## Task requirements
Where does the string "background" occur in the entries below? Copy every line where it does.

[Image point grounding data]
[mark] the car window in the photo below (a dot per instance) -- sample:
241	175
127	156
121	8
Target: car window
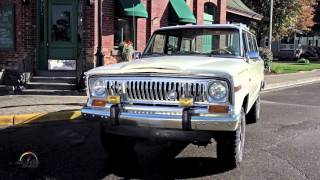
172	45
196	41
251	43
159	44
245	43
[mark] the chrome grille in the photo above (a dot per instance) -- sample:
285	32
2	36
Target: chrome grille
157	89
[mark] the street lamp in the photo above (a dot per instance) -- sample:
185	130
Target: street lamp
99	54
270	26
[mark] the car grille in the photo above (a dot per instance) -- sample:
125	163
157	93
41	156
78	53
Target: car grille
158	90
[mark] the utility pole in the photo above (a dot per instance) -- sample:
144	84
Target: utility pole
270	28
99	54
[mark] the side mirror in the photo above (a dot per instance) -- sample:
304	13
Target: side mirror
137	55
253	55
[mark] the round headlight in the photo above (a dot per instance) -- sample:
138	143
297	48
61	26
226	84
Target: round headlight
217	91
97	88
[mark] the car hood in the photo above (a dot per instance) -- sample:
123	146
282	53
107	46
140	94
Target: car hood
181	65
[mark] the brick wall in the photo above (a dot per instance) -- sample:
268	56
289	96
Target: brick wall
89	38
25	21
26	28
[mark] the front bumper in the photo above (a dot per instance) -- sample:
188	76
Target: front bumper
163	117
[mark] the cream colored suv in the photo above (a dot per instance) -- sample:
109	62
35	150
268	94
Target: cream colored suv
192	83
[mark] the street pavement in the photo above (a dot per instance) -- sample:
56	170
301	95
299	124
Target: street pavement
284	145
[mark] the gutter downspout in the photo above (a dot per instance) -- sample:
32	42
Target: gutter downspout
99	54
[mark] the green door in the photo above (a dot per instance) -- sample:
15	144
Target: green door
59	35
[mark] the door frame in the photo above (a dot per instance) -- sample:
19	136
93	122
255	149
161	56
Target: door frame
42	48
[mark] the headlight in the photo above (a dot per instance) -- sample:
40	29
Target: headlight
218	91
97	88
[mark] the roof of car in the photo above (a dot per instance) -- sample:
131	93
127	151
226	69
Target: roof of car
234	26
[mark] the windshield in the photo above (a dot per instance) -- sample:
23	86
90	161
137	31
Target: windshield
204	41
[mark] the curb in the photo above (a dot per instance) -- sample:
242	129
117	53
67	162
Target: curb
36	118
290	84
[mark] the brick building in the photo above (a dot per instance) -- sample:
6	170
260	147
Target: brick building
41	35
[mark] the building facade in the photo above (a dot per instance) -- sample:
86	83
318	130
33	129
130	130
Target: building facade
42	35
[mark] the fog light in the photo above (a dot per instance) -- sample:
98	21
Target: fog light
99	103
186	102
114	99
218	109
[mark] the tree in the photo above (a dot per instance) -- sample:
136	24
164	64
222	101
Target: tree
305	20
316	18
288	16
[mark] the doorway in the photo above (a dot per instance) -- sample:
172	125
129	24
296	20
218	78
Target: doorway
58	35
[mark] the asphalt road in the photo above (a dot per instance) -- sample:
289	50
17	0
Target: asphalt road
284	145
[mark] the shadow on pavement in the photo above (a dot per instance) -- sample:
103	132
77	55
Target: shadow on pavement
73	151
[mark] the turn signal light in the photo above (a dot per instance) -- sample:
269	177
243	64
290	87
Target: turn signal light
218	109
186	102
114	99
99	103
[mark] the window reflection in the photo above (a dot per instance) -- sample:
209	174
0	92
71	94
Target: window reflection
61	28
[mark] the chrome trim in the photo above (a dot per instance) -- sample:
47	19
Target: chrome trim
154	90
167	117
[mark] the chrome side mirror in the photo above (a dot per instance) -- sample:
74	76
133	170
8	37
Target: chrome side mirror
253	55
137	55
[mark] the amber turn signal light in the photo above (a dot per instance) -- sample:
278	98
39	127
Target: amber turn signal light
114	99
218	109
186	102
99	103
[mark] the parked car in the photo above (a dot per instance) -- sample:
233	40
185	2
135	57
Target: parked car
192	83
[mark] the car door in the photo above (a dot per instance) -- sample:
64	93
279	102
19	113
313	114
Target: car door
256	66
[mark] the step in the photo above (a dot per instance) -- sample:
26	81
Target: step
50	86
46	79
4	90
57	73
52	92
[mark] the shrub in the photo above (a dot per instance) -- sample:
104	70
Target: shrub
267	57
303	61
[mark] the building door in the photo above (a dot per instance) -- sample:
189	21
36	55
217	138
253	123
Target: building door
58	35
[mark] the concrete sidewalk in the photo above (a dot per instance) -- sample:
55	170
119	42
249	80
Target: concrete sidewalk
23	104
280	81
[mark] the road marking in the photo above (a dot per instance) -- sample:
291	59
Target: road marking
289	104
14	120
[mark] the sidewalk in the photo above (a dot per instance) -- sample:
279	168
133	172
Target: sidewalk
280	81
23	104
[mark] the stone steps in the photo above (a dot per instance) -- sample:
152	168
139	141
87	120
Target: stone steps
52	83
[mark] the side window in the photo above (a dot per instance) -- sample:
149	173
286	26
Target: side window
252	43
255	43
159	43
245	43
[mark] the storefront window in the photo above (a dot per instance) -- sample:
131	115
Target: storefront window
124	31
7	27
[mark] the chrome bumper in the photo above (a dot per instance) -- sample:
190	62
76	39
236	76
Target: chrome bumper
164	117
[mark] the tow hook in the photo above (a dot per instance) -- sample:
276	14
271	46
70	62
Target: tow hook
186	119
114	115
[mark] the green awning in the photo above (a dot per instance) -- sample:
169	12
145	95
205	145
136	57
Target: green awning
133	8
208	17
238	7
183	11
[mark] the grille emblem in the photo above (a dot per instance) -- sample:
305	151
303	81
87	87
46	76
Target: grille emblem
172	95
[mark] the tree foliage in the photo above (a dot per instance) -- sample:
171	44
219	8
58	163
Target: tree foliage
288	15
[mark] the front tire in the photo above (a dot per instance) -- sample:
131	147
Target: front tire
116	145
254	114
230	145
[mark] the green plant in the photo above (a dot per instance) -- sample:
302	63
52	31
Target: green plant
127	51
303	61
267	57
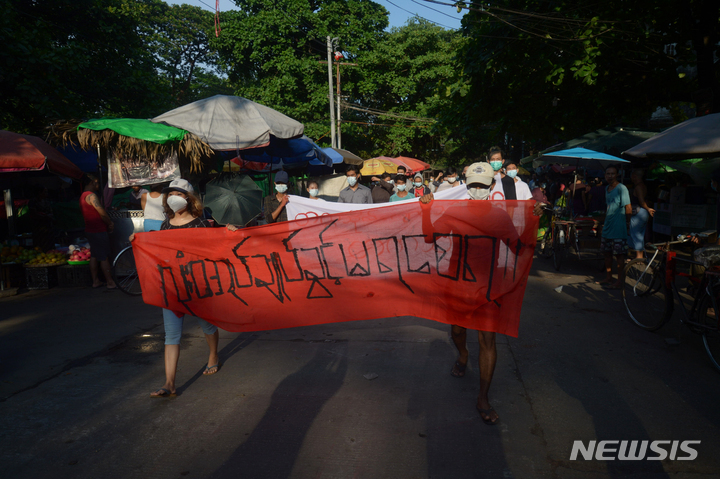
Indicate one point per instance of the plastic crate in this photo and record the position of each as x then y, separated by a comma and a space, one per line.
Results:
40, 277
73, 276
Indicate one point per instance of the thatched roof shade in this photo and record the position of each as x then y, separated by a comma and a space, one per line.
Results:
160, 141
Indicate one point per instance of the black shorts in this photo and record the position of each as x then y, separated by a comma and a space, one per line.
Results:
99, 245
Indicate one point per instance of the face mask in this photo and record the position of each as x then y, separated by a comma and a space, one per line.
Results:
479, 193
177, 203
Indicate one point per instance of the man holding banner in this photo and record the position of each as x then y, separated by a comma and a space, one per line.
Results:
480, 180
463, 263
355, 193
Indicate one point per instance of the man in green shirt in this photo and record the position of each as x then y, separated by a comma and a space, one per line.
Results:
616, 228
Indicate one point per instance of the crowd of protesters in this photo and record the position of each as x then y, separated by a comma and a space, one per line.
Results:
494, 177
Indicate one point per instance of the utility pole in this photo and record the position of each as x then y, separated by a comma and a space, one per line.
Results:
339, 98
333, 139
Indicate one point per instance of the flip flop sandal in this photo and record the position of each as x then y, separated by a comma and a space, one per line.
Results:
488, 413
458, 370
165, 393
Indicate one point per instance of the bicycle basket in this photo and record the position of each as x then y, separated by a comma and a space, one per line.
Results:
709, 256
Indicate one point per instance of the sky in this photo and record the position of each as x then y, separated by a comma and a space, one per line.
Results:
400, 10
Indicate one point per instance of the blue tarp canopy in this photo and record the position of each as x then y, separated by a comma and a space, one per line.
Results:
299, 150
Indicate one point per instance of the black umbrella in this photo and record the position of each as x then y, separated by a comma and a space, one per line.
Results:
233, 199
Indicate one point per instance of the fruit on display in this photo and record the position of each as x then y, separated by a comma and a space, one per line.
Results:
50, 258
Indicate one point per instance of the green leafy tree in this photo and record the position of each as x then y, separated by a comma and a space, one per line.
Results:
179, 37
272, 51
79, 58
407, 75
541, 71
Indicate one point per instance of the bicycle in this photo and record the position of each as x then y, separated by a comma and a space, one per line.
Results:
125, 273
651, 291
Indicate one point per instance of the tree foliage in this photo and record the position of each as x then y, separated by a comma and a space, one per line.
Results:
406, 75
544, 70
273, 49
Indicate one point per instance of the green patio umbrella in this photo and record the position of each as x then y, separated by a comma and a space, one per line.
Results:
233, 199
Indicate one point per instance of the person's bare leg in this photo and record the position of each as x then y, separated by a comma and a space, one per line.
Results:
486, 363
105, 265
459, 337
621, 272
172, 353
213, 359
608, 269
94, 272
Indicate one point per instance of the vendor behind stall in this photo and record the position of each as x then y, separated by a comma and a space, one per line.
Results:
97, 226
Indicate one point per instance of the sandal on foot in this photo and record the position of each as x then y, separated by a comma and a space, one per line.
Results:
165, 393
486, 415
458, 369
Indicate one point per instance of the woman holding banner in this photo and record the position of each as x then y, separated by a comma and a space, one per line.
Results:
183, 210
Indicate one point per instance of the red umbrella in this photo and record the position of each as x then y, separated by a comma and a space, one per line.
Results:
30, 153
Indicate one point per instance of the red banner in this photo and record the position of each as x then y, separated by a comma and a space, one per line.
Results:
454, 261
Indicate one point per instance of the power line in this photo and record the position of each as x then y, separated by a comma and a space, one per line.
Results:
385, 113
419, 16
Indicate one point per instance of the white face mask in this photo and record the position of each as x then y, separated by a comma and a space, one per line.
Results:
479, 193
177, 203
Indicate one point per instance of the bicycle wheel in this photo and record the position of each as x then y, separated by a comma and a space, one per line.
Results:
559, 249
710, 328
125, 272
646, 298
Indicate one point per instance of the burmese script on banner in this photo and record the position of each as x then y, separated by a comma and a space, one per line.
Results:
454, 261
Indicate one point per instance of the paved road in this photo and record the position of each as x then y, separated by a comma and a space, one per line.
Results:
78, 365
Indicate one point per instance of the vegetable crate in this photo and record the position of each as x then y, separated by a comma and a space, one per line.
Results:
40, 277
71, 276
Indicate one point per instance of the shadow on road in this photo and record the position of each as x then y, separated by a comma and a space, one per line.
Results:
272, 448
456, 443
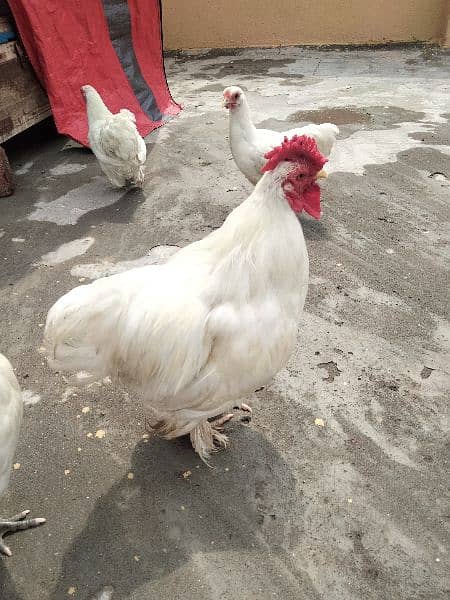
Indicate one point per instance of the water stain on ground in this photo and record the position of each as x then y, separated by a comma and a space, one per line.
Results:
248, 67
339, 116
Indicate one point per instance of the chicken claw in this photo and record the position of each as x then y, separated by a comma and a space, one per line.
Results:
244, 407
16, 523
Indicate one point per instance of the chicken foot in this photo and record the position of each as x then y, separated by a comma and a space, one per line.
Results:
16, 523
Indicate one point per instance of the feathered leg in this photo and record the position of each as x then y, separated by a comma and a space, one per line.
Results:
16, 523
208, 437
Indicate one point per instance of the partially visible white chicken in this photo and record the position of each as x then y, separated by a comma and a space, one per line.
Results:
249, 144
215, 322
115, 141
11, 411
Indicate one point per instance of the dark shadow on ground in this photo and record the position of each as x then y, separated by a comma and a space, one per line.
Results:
248, 501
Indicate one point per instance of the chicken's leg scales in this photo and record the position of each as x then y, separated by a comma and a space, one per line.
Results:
16, 523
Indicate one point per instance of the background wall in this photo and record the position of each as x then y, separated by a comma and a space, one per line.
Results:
244, 23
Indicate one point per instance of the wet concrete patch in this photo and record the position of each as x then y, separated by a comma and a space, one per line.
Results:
338, 116
440, 135
248, 67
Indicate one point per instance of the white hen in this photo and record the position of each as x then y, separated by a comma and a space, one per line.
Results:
212, 324
115, 141
11, 411
249, 144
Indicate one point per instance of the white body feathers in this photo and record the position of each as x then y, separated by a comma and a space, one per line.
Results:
115, 141
11, 411
193, 335
249, 144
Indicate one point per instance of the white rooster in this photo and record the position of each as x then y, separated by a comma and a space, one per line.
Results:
249, 144
115, 141
215, 322
11, 411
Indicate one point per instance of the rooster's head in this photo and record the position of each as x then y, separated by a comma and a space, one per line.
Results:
232, 97
297, 163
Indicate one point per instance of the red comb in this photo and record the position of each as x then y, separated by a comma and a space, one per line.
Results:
295, 149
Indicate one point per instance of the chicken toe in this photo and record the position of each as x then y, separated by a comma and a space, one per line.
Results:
16, 523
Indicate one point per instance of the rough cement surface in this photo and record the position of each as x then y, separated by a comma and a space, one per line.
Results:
338, 489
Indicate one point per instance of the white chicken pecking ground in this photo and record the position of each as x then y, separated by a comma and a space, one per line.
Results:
214, 323
115, 141
249, 144
11, 412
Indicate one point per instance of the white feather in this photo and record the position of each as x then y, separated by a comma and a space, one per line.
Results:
211, 325
115, 141
249, 144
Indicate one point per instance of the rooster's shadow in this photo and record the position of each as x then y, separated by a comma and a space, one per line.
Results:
147, 527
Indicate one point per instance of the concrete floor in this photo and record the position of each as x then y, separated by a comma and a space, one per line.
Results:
355, 509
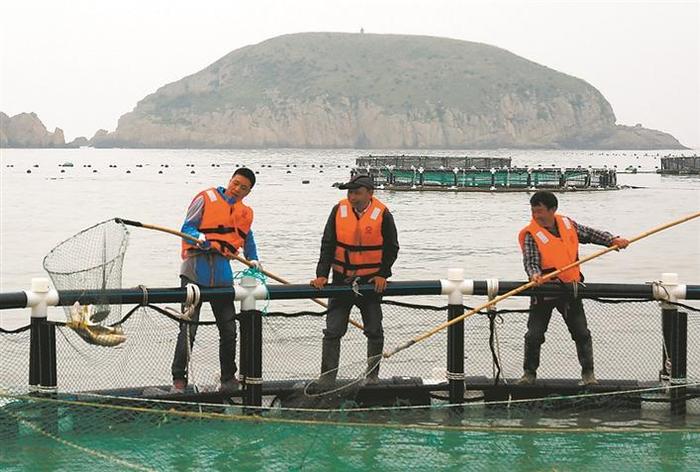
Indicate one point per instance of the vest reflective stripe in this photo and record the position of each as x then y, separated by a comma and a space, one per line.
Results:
226, 226
358, 251
555, 253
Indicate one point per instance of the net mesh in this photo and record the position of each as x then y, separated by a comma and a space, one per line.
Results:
91, 260
98, 417
75, 429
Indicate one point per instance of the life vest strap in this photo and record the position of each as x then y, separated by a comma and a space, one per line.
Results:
351, 247
224, 230
217, 230
349, 266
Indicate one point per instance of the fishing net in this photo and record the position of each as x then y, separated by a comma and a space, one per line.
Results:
86, 432
91, 260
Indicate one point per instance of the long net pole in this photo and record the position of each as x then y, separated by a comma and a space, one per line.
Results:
528, 285
235, 256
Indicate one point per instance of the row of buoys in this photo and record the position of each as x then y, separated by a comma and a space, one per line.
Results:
69, 164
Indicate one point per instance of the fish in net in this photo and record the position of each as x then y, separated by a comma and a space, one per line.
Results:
91, 260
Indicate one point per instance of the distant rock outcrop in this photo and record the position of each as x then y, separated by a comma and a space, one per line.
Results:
376, 91
26, 130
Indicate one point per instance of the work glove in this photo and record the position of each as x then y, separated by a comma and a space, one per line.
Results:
256, 265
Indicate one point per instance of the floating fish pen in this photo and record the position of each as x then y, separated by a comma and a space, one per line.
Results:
478, 174
680, 165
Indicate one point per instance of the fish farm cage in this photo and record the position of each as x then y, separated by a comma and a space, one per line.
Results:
86, 405
478, 174
680, 165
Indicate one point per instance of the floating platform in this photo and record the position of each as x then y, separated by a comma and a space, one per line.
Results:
478, 174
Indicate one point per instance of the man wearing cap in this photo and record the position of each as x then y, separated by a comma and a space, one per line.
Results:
549, 243
360, 244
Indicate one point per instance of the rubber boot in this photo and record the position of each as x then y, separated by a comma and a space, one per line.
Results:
374, 351
585, 355
330, 358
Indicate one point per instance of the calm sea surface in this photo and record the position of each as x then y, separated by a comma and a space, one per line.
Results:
474, 231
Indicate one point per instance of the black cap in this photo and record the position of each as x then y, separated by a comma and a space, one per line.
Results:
360, 180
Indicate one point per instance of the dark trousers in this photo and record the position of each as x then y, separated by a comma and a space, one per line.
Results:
225, 315
538, 321
337, 325
339, 315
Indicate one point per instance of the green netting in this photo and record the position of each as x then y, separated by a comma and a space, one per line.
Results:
87, 432
632, 429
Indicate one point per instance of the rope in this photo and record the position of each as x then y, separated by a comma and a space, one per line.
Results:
257, 274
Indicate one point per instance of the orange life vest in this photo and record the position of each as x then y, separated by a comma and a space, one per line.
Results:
358, 251
555, 252
225, 225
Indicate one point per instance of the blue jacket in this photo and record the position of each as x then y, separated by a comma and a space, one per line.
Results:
210, 268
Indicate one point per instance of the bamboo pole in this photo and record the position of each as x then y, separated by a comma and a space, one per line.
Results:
528, 285
236, 257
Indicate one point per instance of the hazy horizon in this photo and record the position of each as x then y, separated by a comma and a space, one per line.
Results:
82, 65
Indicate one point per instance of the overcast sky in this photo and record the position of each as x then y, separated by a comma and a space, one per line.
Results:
81, 64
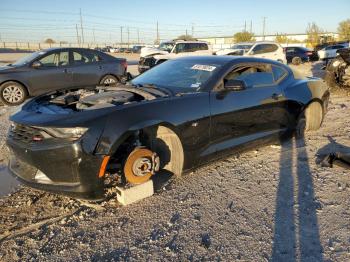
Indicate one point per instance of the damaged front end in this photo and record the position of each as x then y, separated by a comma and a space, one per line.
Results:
338, 70
54, 139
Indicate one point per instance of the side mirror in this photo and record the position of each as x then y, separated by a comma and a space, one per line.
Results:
234, 85
37, 64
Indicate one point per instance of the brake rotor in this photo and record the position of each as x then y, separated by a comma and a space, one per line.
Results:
141, 164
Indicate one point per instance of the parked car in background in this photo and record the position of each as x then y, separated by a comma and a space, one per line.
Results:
298, 54
338, 70
236, 49
330, 52
137, 49
151, 56
172, 118
57, 68
113, 50
264, 49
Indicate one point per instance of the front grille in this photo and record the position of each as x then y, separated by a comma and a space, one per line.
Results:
147, 61
25, 134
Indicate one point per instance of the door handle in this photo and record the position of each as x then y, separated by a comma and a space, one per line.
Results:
276, 96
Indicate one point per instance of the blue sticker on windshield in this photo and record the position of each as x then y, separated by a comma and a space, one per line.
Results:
204, 67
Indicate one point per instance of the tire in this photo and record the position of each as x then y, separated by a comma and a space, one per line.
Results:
108, 80
12, 93
310, 120
296, 60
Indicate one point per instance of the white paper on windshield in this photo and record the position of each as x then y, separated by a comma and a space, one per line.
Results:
195, 85
203, 67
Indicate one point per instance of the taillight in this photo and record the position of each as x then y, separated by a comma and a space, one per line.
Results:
125, 64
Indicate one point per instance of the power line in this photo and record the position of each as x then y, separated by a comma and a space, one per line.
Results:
81, 26
264, 25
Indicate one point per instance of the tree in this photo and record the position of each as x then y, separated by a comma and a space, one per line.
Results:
186, 38
49, 41
313, 34
243, 37
344, 30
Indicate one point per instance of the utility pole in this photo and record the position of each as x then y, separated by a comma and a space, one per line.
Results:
264, 27
157, 34
81, 27
138, 35
128, 37
121, 36
78, 41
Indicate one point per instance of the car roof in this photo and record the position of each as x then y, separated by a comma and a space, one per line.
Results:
184, 41
64, 48
227, 59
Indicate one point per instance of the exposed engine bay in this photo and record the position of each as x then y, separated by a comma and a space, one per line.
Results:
338, 70
68, 101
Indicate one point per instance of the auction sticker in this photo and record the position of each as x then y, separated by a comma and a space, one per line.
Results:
204, 67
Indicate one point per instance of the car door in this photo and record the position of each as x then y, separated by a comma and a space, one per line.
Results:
257, 112
87, 68
53, 73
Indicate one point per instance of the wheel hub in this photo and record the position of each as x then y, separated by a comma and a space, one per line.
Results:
109, 81
141, 164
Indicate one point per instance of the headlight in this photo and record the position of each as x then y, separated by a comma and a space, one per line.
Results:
72, 133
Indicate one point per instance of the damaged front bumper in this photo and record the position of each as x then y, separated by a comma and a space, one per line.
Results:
59, 167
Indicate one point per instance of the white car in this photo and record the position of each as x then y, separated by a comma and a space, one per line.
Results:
329, 52
269, 50
151, 56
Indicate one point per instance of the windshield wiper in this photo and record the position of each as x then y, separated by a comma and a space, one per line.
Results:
163, 91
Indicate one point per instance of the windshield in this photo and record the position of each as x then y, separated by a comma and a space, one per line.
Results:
242, 46
27, 59
166, 46
178, 75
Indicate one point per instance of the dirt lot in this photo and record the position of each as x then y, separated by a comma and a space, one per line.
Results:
275, 203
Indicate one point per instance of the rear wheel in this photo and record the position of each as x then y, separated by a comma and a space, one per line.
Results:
310, 120
296, 60
109, 80
12, 93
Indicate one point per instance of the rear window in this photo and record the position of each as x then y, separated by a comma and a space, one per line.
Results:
278, 73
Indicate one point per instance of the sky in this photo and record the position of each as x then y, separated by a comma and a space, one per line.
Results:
108, 21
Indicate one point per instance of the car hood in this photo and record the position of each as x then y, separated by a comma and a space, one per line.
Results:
228, 50
80, 106
9, 69
148, 51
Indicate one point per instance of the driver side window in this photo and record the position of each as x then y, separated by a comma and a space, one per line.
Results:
55, 59
252, 75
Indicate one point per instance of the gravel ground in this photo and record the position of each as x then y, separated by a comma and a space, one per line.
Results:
274, 203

## Task answer
Indicate one point per instance of the background wall in this photo and record the position of each as x then y, separated by a comma and a space, one per line.
Indicate one point per instance of the parked car in background in this photo and record the position of each as x then y, separated by a comma and a space, one per line.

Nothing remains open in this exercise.